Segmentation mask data

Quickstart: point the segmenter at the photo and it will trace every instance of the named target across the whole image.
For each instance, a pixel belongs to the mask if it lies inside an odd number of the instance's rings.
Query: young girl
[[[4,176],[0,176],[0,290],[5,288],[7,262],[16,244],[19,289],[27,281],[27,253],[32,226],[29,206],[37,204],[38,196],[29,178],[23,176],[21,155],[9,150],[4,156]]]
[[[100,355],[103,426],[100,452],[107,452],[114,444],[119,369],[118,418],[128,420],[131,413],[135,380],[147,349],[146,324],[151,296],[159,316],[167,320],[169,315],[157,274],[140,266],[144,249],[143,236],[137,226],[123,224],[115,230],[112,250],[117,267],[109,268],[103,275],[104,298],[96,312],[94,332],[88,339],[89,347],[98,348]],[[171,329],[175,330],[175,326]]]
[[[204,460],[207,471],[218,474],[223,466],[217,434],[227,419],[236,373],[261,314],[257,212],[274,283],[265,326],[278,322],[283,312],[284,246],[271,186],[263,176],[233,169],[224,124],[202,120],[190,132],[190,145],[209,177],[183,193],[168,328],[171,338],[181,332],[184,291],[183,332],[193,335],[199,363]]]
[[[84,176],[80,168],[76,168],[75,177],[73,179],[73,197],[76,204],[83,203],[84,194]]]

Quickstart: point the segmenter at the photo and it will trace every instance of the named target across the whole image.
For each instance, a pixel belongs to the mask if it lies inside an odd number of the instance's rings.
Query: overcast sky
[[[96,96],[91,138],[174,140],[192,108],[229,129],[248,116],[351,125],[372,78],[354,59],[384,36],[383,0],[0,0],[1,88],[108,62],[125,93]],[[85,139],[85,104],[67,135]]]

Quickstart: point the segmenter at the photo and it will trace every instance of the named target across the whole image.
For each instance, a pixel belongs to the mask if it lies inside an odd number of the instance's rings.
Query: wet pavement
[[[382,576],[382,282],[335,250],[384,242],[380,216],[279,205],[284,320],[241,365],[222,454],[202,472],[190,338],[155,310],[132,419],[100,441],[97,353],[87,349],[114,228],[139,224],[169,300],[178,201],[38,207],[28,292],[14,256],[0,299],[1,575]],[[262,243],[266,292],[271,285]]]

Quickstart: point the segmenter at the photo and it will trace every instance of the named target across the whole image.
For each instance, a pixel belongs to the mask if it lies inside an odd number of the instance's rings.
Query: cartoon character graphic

• **TO DO**: Reproduce the entries above in full by retyping them exactly.

• **SOLUTION FOR THIS PROBLEM**:
Quickstart: point the segmenter at the photo and it will trace every instance of the named target across the whole image.
For each instance, a pixel belongs to the mask if it lies inside an odd number of the instance's rings.
Query: young girl
[[[4,176],[0,176],[0,290],[5,288],[7,262],[16,244],[19,289],[27,281],[27,253],[32,226],[29,206],[37,204],[38,196],[29,178],[23,176],[21,155],[9,150],[4,156]]]
[[[100,355],[103,426],[100,452],[107,452],[114,444],[119,369],[118,418],[128,420],[131,413],[135,380],[147,349],[146,324],[151,296],[159,316],[167,320],[169,315],[157,274],[140,266],[144,249],[143,236],[137,226],[123,224],[115,230],[112,250],[117,267],[109,268],[103,275],[104,298],[96,312],[94,332],[88,339],[89,347],[98,348]],[[171,329],[175,330],[175,326]]]
[[[204,460],[207,471],[218,474],[223,466],[217,434],[227,419],[236,373],[261,314],[257,212],[274,283],[265,326],[278,322],[283,312],[284,246],[271,186],[263,176],[233,169],[224,124],[202,120],[190,132],[190,145],[209,177],[183,193],[168,328],[171,338],[181,332],[184,291],[183,332],[193,335],[199,363]]]
[[[84,176],[80,168],[76,168],[75,177],[73,179],[73,197],[76,204],[83,203],[84,194]]]

Quickstart: point the segmenter at the photo and it will trace every instance of the named target across the whole image.
For each instance, a pixel belongs to the mask if it lies inside an odd number of the instance's rings.
Query: overcast sky
[[[96,96],[91,138],[174,140],[192,108],[229,129],[248,116],[351,125],[372,78],[354,59],[384,36],[383,0],[0,0],[1,88],[108,62],[125,93]],[[85,139],[85,104],[67,135]]]

Quickstart: point the segmenter at the photo and it will trace every instance of the named target across the whole image.
For each instance, a pixel belongs to the mask if it lies inside an odd number of the instance's rings.
Query: wet pavement
[[[382,576],[382,282],[335,250],[384,242],[380,216],[279,205],[284,320],[241,365],[222,454],[202,472],[190,338],[155,310],[132,419],[100,441],[97,353],[87,349],[114,228],[139,224],[169,300],[178,201],[38,207],[28,292],[14,256],[0,299],[1,575]],[[262,243],[266,292],[271,285]]]

Quickstart: point the segmenter at the photo and it will trace every instance of the named target across the whole image.
For each instance, a pixel belongs to the mask if it lies inside an odd number of the instance's rings.
Query: cartoon character graphic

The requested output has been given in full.